> [SOURCE TEXT]:
************

There’s a new “challenge” post circulating Facebook. It involves posting a picture of you and your spouse, stating that you understand he/she has your back even in the toughest of times.
Call me old-fashioned or whatever, but I think it’s true and pretty awesome.
My spouse has my back. He doesn’t always do dishes or help with cleaning but he works hard to provide for us, loves our children and myself, and does his best in whatever he’s doing. So I liked this challenge and chose to participate. Yes, I felt a little guilty when thinking of friends whom I wanted to challenge but they aren’t currently married for whatever reason. Still, I wanted to do it for myself.
Back to the “challenge.” I saw someone post an article on how the political ramifications of voting for Clinton or Trump would affect the author’s homosexual marriage and family. The person posting it stated same-sex marriage and the fact that many families are non-traditional was the reason she refused to partake in the challenge. I was instantly guilty because I wondered if I was offending people by posting my marriage. So I read the article. Essentially, it asked for people to vote for Clinton because a Trump vote would tear this family, and other families with same-sex parents, apart.

************

> [RECORDED INFORMATION]:
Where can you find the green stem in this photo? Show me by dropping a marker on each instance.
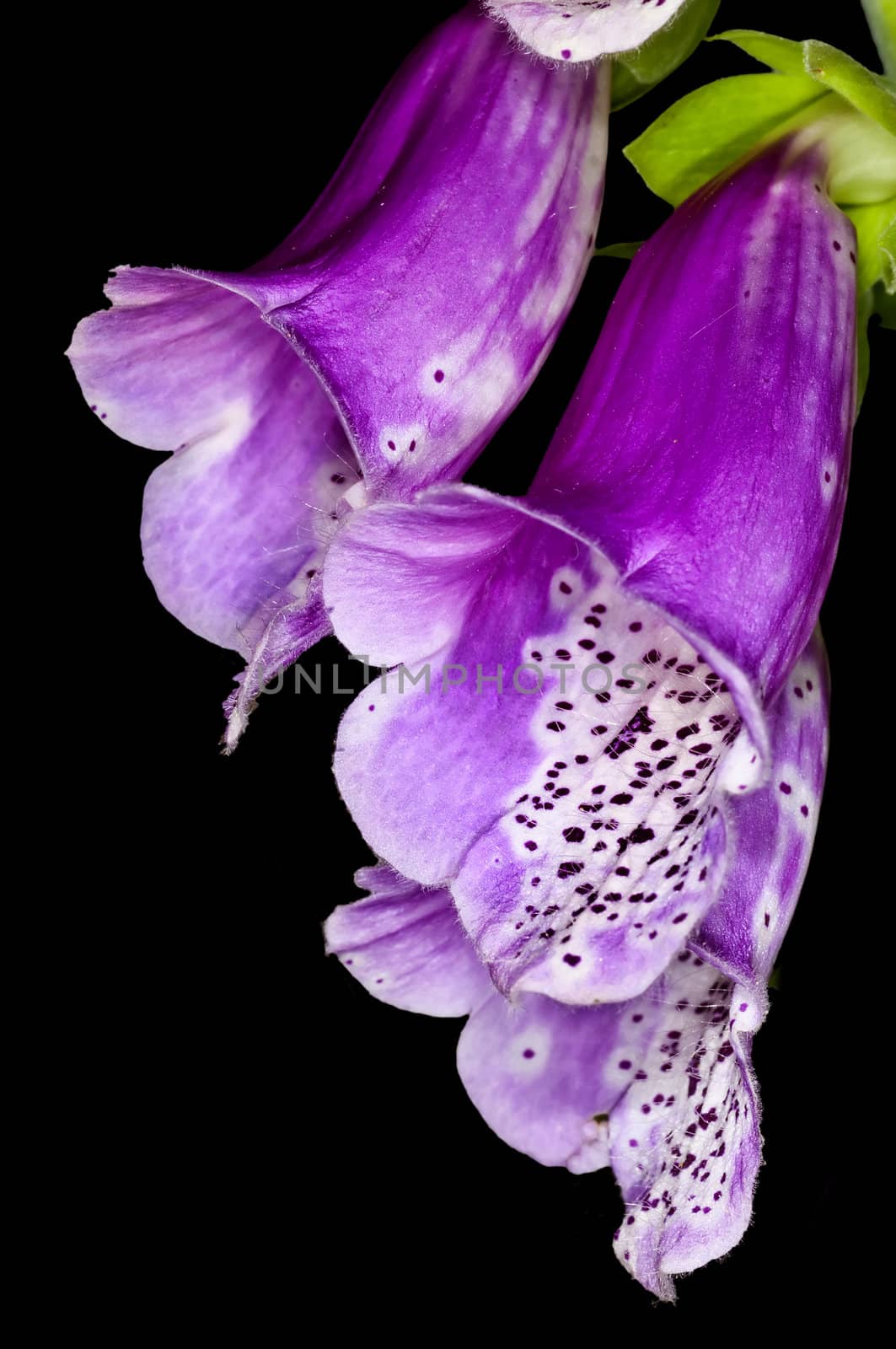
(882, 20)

************

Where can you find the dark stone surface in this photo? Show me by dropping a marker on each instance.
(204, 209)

************

> [TO DO]:
1. Answer these questions using the essay about the Facebook marriage challenge:
(a) What picture does the challenge ask people to post?
(b) Which two household jobs does the writer say her spouse doesn't always do?
(c) What reason did the person who shared the article give for refusing to take part in the challenge?
2. Extend the essay about the Facebook marriage challenge, starting right after its final sentence.
The material above is separate from the essay about the Facebook marriage challenge.

> [ANSWER SET]:
1.
(a) A picture of yourself and your spouse.
(b) Doing dishes and helping with cleaning.
(c) Same-sex marriage and the fact that many families are non-traditional.

2.
That’s when I got confused. I couldn’t figure out why my friend would relate the “challenge” to a political view. I’m not upset that she doesn’t want to do the challenge. I just struggle to understand why. I also know, by nature, she is a deeper thinker than I am (must come from me having too many conversations with under-8-year-olds while she has adult company) so maybe there’s a point I’m missing, like the challenge is ONLY supposed to be for traditional married couples, or something similar.
Am I privileged to be in a hetero marriage? You bet I am. Are others privileged to be in same-sex marriages? You bet they are. Are they treated the same way in society? You bet not. What I don’t understand is why it’s so wrong to celebrate your spouse, no matter what the orientation.
(Sorry, single parents, I know this is leaving you out. I also know there are a variety of reasons for being single and perhaps the challenge should be to post pics of you and your significant other because there are lots of times where we have very close, loving relationships without marriage.)
After much deliberation, I decided it wasn’t the “challenge” or her declining to participate that bothered me; it’s is how these “challenges” on social media can divide us, and it’s how we have a need to “prove” ourselves publicly.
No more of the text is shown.